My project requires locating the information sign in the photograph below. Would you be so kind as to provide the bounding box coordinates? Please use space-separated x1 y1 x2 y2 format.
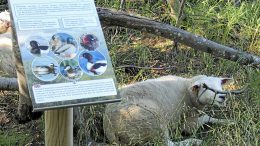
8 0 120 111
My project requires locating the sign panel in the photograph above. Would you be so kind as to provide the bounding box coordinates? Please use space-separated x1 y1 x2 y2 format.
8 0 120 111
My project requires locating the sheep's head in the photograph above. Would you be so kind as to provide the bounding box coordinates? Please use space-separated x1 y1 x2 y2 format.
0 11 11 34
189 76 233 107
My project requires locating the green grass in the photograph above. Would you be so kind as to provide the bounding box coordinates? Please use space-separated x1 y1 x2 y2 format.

* * *

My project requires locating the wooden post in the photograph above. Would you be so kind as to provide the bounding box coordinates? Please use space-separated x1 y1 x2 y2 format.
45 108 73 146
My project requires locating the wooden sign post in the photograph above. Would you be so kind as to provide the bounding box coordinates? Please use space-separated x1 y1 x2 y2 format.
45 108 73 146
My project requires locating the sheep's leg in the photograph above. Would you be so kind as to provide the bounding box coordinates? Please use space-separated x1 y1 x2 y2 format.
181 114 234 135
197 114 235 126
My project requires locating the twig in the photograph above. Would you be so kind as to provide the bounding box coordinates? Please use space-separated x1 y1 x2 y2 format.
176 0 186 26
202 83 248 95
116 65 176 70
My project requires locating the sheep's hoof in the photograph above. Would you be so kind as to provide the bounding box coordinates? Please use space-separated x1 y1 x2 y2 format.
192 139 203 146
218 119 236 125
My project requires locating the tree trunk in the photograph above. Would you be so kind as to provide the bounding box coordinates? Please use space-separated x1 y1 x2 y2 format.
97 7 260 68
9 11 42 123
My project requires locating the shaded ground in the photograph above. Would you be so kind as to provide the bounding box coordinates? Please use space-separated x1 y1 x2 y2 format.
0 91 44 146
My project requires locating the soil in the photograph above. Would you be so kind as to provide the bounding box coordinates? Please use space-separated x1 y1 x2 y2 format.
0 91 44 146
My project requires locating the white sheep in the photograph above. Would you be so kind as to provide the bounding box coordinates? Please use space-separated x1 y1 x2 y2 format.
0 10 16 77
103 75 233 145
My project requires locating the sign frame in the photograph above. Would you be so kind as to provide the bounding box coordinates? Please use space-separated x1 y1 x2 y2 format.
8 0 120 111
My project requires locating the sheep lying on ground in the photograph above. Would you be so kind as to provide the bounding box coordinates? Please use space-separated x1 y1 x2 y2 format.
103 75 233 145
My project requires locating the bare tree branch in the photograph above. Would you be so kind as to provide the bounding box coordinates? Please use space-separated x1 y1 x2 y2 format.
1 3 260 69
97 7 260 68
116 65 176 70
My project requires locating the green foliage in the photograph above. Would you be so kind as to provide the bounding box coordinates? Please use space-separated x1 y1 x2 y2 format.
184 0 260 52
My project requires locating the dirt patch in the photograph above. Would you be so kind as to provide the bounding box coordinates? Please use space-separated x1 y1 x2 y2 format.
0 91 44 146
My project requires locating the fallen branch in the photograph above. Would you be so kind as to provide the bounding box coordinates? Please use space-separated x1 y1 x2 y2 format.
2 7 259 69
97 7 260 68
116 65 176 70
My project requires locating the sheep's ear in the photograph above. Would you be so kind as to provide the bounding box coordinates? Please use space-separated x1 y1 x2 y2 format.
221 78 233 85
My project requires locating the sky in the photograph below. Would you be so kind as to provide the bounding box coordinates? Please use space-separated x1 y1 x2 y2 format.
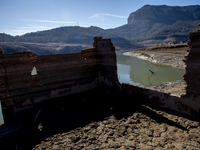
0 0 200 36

* * *

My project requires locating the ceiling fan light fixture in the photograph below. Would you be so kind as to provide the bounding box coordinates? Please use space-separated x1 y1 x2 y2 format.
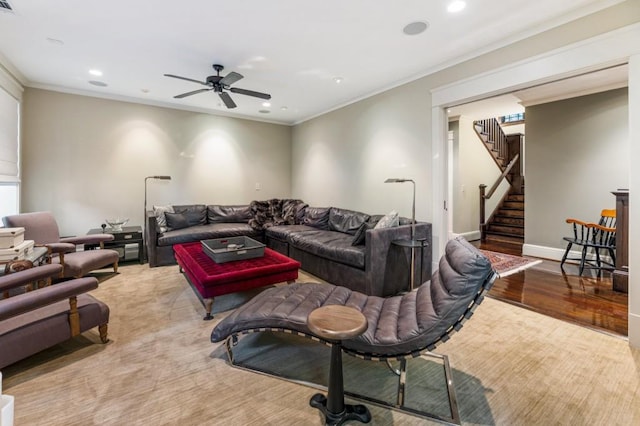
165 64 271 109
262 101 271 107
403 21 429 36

◆ **Work instruction**
Retype, exactly and in full, the lines above from the one containing "My project requires locating the sheep's head" through the one containing "My project requires locating the green grass".

◆ **Answer to this problem**
My project requires locating the sheep's head in the photograph above. Would you be so kind as to provide the bounding box coordinates? Please use space-separated x1 y1 x2 y2 format.
0 11 11 34
189 76 233 107
My project requires locating the green grass in the photograph above. Would you be so kind as to provide the bounding box coordinates? Please use space-separated x1 y1 x2 y2 format.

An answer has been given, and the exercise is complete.